[Objectif visé]
D'après le texte sur les infirmiers de recherche clinique, combien d'unités d'enseignement abordent le principe de recherche au cours des trois années de formation en soins infirmiers ?

[Texte fourni]
<<<<
L’infirmier, au cours d’un essai clinique, prend en charge le patient dans sa globalité. Il pratique les soins en lien avec la recherche, répond aux questions spécifiques du patient ou encore fait le lien avec l’équipe médicale investigatrice. En parallèle, l’IRC effectue aussi les tâches qui incombent traditionnellement à un attaché de recherche clinique (ARC), comme veiller au respect des bonnes pratiques cliniques, le remplissage des CRF, la gestion administrative et la mise en place des essais.
Les IRC sont donc capables de replacer le patient et le soin au centre de la recherche. En effet, la relation soignant/soigné est au cœur de la formation en soins infirmiers. C’est une relation de confiance qui favorise l’écoute et les échanges. Cette relation unique permet souvent de rassurer les patients et de soulager leurs craintes liées à la participation à des études de recherche médicale.
Cette double casquette fait de l’IRC une ressource très recherchée par les recruteurs. Cependant, les candidats à ce type de poste restent rares et cela s’explique de plusieurs façons.
Tout d’abord, les conditions de travail des IRC sont souvent précaires et inhomogènes entre hôpitaux. À l’exception des infirmiers déjà titulaires de la fonction publique, la plupart sont recrutés sur des contrats à durée déterminée, et nombreux sont ceux qui ne disposent que d’un contrat d’attaché de recherche clinique. Pour ces derniers, les compétences et le statut d’infirmier ne sont donc pas reconnus et leur niveau de rémunération se situe en dessous de leurs pairs. Ceci alors qu’ils sont souvent officieusement sollicités pour des actes infirmiers, comme les prises de sang, faisant gagner un temps considérable au service de soin, ce dernier ne mobilisant alors pas son équipe paramédicale propre pour les actes liés aux activités de recherche clinique. De plus, à ma connaissance, l’intitulé « infirmier de recherche clinique » n’existe pas sur les grilles d’emplois de la fonction publique hospitalière.
L’ensemble des points évoqués tend à rendre le métier peu attractif aux professionnels paramédicaux.
Au-delà de ces considérations économiques et statutaires, les métiers de la recherche clinique sont encore trop méconnus des infirmiers. En effet, au cours des trois années de formation en soins infirmiers, une seule unité d’enseignement aborde le principe de recherche. Il n’est présenté qu’une approche minimale de la recherche par l’apprentissage de la recherche bibliographique. Les concepts de recherche clinique et des essais thérapeutiques ne sont pas évoqués, tout comme l’existence des IRC. Les terrains de stage en recherche clinique sont rares, voire inexistants. Difficile alors de se faire une idée concrète de la profession.
Il serait donc pertinent d’intégrer au cursus des IDE une UE de formation aux essais cliniques. Ce complément de formation me semble essentiel puisque dans leur pratique professionnelle, en CHU ou non, les infirmiers seront quotidiennement confrontés aux essais cliniques. Leur investissement n’en sera que plus important, s’ils en comprennent les enjeux.
Les projets de recherche en soins infirmiers se développent ces dernières années et font l’objet de nombreux appels d’offres. À ce titre, il me paraît important de motiver et soutenir les IRC dans leur participation à ces projets. En effet, ils maîtrisent la recherche et peuvent être moteurs de nombreux projets de soins. C’est aussi valoriser leurs compétences que de leur permettre de devenir investigateurs dans les études paramédicales.
Enfin, les infirmiers de recherche clinique méritent que nous leur accordions plus de confiance, afin que davantage de tâches leur soient confiées dans la prise en charge des patients. Avec l’avènement des infirmiers de pratique avancée (IPA), il me semble important de considérer la place des infirmiers de recherche clinique dans ce nouveau corps intermédiaire et cette nouvelle vision du métier.
>>>>
[Entrées extraites]
<<<<
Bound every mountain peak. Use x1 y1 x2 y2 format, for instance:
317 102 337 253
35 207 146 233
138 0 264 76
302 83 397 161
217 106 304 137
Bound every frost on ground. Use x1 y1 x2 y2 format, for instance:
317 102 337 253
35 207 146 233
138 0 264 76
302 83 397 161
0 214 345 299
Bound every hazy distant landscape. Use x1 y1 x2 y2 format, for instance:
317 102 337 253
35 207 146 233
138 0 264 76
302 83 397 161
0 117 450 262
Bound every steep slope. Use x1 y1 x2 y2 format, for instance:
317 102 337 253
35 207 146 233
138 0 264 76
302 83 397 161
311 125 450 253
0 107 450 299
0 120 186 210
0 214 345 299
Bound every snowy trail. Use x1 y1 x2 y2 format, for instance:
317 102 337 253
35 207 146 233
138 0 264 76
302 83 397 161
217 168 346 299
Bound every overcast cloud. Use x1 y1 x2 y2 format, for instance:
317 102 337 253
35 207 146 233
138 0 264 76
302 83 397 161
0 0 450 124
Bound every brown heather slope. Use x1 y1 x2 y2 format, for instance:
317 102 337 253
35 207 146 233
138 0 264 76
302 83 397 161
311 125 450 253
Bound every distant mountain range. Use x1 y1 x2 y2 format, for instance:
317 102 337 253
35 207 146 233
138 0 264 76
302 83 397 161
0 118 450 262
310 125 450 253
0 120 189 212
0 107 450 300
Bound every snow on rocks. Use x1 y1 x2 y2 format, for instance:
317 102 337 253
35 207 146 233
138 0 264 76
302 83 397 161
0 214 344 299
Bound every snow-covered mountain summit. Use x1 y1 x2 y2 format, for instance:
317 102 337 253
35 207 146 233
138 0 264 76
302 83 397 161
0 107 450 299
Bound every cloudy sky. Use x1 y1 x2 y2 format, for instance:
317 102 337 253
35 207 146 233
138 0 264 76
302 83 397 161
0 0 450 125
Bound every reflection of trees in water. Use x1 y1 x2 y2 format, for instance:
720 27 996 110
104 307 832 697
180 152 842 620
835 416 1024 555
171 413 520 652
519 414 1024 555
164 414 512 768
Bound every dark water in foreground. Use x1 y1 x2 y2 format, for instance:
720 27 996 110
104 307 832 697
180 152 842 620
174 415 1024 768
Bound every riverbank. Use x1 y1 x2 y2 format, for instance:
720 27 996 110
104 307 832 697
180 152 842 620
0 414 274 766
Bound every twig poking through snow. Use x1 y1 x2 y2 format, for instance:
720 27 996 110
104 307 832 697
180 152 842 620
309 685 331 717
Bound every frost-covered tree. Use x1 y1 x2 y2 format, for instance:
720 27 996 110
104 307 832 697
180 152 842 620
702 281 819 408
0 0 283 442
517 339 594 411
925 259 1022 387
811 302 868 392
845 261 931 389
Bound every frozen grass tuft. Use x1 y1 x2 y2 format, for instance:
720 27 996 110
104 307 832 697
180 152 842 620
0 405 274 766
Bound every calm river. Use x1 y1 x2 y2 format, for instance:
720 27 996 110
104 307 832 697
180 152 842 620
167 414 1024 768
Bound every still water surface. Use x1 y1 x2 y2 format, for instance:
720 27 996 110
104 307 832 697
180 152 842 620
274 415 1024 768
>>>>
[Réponse]
Une seule unité d'enseignement.